Rows:
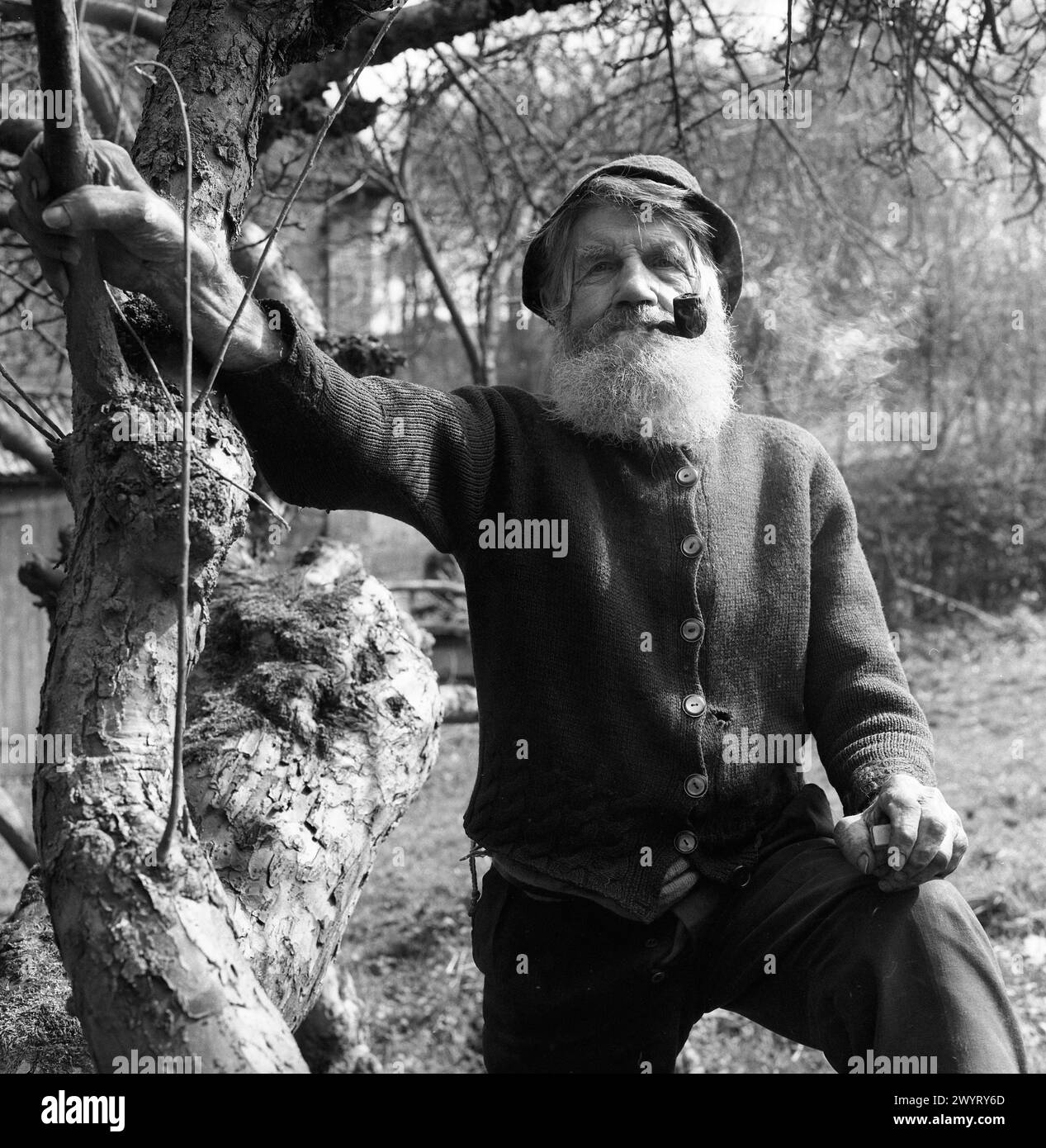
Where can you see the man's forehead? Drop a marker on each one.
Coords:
(613, 226)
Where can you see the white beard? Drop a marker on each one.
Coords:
(645, 387)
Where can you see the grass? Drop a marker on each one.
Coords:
(409, 942)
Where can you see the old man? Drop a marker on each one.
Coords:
(693, 582)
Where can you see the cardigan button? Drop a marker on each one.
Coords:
(685, 842)
(694, 705)
(692, 629)
(740, 876)
(695, 785)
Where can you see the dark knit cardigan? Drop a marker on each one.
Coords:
(601, 714)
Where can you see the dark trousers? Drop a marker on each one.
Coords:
(810, 948)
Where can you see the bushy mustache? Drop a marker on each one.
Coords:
(618, 318)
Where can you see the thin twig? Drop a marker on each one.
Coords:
(250, 494)
(178, 780)
(22, 414)
(788, 50)
(288, 203)
(120, 93)
(49, 297)
(29, 400)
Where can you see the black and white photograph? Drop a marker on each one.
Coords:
(522, 549)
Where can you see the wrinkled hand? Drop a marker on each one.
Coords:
(139, 235)
(925, 836)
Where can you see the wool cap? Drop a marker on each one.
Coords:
(725, 240)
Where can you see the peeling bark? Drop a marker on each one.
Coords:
(311, 729)
(153, 951)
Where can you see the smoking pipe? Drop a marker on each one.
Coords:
(691, 318)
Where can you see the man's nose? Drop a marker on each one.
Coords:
(634, 285)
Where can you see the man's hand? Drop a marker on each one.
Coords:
(139, 240)
(139, 235)
(920, 836)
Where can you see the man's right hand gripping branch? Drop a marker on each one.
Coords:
(139, 241)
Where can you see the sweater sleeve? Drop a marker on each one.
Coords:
(324, 438)
(858, 703)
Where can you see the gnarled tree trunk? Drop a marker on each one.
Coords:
(153, 951)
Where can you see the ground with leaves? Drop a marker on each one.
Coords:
(409, 942)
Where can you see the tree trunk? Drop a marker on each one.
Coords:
(153, 951)
(310, 733)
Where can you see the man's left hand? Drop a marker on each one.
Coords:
(925, 836)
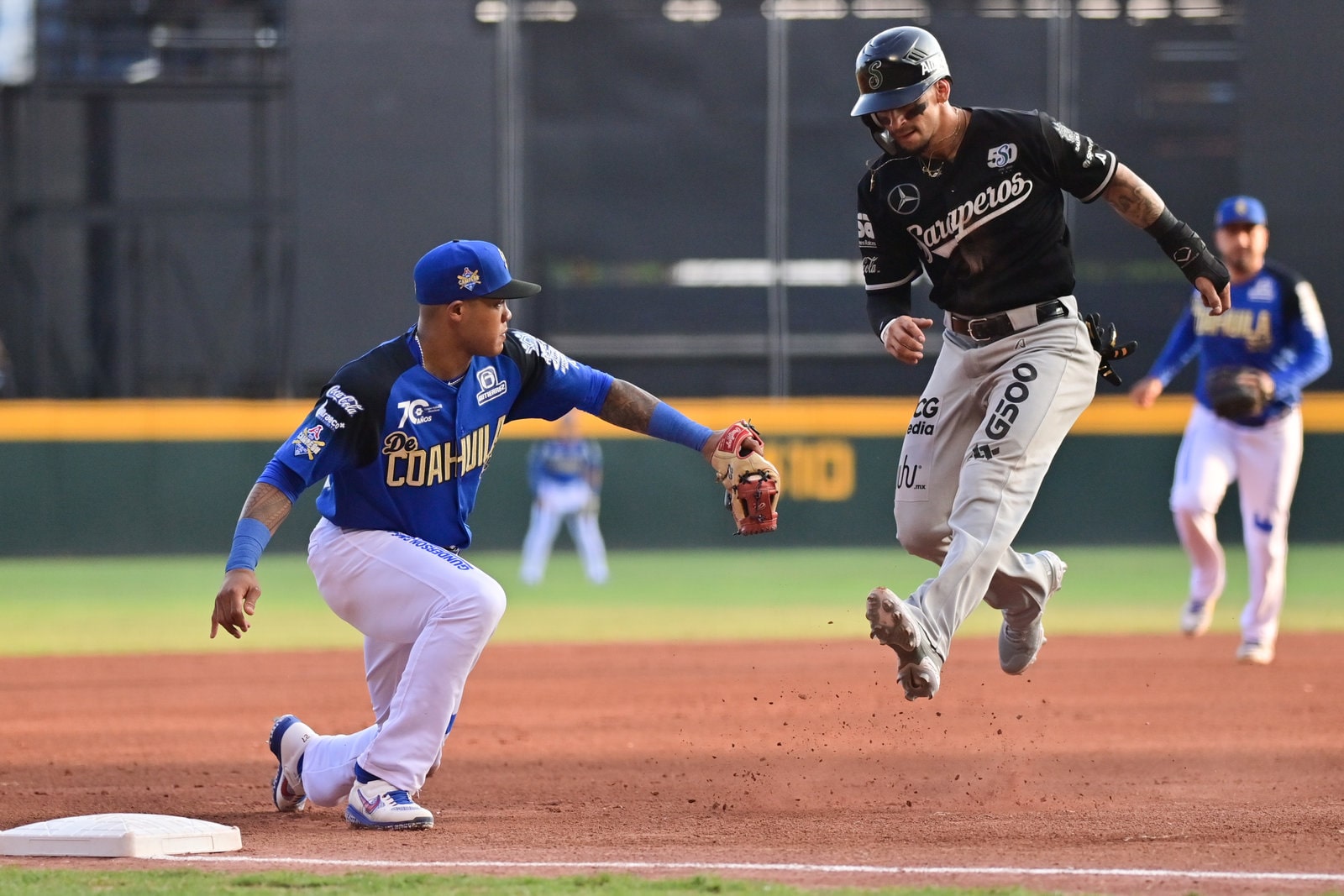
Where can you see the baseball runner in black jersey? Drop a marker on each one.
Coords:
(974, 197)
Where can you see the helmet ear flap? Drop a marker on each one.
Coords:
(880, 136)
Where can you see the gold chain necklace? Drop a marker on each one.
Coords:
(927, 161)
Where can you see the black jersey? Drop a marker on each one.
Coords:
(990, 228)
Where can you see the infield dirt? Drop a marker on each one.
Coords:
(1120, 752)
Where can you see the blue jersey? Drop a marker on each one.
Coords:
(564, 463)
(402, 450)
(1274, 324)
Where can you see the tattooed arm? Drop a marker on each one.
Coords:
(1140, 204)
(237, 598)
(1133, 199)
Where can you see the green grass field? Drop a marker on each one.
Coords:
(136, 605)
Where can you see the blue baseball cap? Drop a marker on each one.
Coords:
(467, 269)
(1241, 210)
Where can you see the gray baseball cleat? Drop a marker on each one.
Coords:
(893, 625)
(1018, 647)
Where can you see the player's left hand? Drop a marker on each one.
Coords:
(905, 338)
(237, 600)
(1214, 301)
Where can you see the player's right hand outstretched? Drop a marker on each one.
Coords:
(905, 338)
(237, 600)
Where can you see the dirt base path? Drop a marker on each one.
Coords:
(1122, 752)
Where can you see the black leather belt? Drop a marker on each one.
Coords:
(987, 329)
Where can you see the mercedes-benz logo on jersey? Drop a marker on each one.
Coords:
(904, 199)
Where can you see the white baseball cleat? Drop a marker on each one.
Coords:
(381, 805)
(288, 741)
(1253, 653)
(893, 625)
(1018, 647)
(1195, 617)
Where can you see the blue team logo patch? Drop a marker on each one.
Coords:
(491, 385)
(309, 443)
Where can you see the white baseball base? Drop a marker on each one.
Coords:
(120, 836)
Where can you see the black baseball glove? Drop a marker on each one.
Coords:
(1104, 340)
(1236, 392)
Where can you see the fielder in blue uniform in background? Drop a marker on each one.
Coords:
(1274, 327)
(401, 437)
(564, 474)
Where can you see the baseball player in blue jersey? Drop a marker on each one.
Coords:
(564, 474)
(974, 199)
(1276, 335)
(400, 437)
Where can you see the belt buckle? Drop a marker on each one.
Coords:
(971, 329)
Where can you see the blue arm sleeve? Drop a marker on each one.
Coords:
(1312, 358)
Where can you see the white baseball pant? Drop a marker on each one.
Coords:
(425, 614)
(1263, 461)
(984, 434)
(569, 503)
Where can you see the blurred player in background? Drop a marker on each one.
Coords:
(1276, 329)
(401, 437)
(974, 199)
(564, 474)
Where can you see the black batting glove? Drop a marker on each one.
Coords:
(1104, 340)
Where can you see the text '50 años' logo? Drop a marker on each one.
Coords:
(1003, 156)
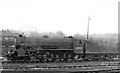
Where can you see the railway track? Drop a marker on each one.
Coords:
(71, 67)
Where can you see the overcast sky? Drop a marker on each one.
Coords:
(69, 16)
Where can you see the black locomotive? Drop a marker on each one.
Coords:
(45, 49)
(42, 49)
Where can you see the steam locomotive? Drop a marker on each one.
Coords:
(42, 49)
(45, 49)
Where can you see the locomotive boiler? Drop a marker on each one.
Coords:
(45, 49)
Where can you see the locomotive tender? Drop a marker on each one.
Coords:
(41, 48)
(45, 49)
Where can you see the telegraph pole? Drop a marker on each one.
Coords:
(84, 45)
(88, 28)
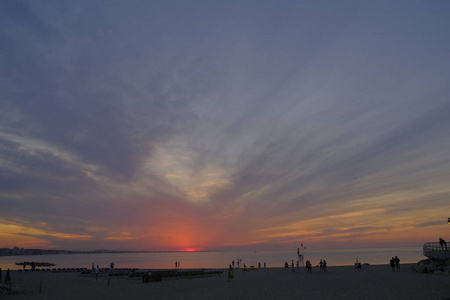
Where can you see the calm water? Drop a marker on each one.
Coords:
(166, 260)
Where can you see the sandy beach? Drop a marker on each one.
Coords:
(370, 282)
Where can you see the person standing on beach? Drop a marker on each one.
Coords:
(443, 243)
(308, 267)
(230, 274)
(397, 263)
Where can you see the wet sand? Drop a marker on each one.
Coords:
(370, 282)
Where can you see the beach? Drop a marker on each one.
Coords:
(346, 282)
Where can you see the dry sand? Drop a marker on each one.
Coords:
(370, 282)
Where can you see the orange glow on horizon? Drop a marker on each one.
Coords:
(190, 249)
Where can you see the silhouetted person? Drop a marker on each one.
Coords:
(230, 274)
(308, 267)
(397, 263)
(442, 243)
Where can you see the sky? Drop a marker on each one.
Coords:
(224, 125)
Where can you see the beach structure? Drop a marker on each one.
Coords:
(436, 251)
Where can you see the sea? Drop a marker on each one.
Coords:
(217, 259)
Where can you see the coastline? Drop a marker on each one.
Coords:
(343, 282)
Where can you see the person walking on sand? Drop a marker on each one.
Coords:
(230, 274)
(308, 267)
(397, 263)
(442, 243)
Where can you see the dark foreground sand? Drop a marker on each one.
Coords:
(370, 282)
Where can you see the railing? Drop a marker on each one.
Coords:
(436, 251)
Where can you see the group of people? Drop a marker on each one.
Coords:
(239, 261)
(395, 263)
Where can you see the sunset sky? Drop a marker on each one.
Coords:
(253, 125)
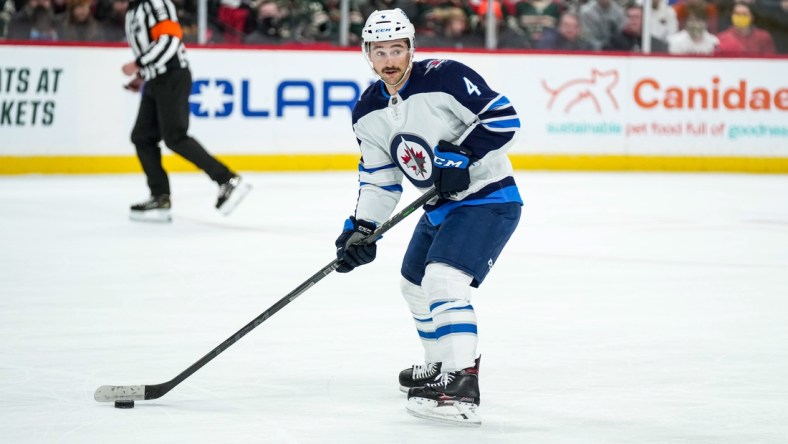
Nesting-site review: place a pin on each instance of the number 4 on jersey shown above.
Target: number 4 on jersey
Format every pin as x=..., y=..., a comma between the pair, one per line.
x=472, y=89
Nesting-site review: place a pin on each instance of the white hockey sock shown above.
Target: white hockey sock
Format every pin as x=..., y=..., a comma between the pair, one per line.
x=419, y=307
x=453, y=317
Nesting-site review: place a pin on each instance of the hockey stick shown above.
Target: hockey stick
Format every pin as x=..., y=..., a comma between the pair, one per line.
x=107, y=393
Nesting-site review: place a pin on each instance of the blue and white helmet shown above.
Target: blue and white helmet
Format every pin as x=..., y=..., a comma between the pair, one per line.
x=386, y=25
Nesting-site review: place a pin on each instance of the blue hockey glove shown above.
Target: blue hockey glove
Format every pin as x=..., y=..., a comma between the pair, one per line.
x=451, y=174
x=349, y=251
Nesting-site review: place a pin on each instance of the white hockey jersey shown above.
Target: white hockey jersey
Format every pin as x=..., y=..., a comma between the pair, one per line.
x=442, y=100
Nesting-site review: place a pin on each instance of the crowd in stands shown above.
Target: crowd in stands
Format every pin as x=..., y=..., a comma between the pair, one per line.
x=728, y=27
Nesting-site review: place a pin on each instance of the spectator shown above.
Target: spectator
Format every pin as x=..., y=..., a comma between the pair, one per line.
x=694, y=39
x=36, y=21
x=568, y=36
x=743, y=37
x=601, y=20
x=325, y=21
x=232, y=16
x=453, y=31
x=699, y=8
x=78, y=24
x=113, y=25
x=507, y=36
x=269, y=26
x=535, y=16
x=631, y=37
x=774, y=20
x=664, y=22
x=7, y=10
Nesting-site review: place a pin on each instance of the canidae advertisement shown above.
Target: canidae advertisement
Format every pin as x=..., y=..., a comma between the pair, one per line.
x=61, y=101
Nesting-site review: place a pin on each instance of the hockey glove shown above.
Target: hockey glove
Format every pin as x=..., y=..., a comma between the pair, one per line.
x=451, y=174
x=349, y=250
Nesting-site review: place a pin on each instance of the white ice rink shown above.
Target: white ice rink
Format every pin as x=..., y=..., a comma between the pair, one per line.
x=628, y=308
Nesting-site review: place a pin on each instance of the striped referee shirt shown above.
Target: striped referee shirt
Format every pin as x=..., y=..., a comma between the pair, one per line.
x=155, y=35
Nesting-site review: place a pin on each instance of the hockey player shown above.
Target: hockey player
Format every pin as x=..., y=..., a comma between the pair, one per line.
x=155, y=37
x=436, y=123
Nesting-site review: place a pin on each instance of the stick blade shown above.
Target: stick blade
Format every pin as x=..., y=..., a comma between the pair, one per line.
x=110, y=393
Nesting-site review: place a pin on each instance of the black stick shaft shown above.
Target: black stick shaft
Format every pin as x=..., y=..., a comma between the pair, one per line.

What is required:
Produce an exact repeat of the lines from the one containing "Nesting-site review: place a pin on each instance of the striped" through the last line of the data, and nothing more.

The completed task:
Nesting-site review: place a pin on each instance of the striped referee shirt shown above.
Target: striped referee shirt
Format every pin as x=..., y=..., a comma between the pair, one per line.
x=155, y=35
Nesting-site review: place a pin on each instance of the hockey player shown above.
Target: hockey player
Format every pin as x=..., y=..., a comma between the pair, one per line.
x=155, y=37
x=436, y=123
Nesting-site review: place a pin on each instance of the stick blade shown above.
Target: stick blade
Format every pin as x=..., y=..., a comma between the pair, one per line.
x=110, y=393
Nesting-site review: place a pin on each instance of the black stick shaft shown above.
Target: black stick shaft
Format every pin as x=..., y=..., a comma between the pair, one per line.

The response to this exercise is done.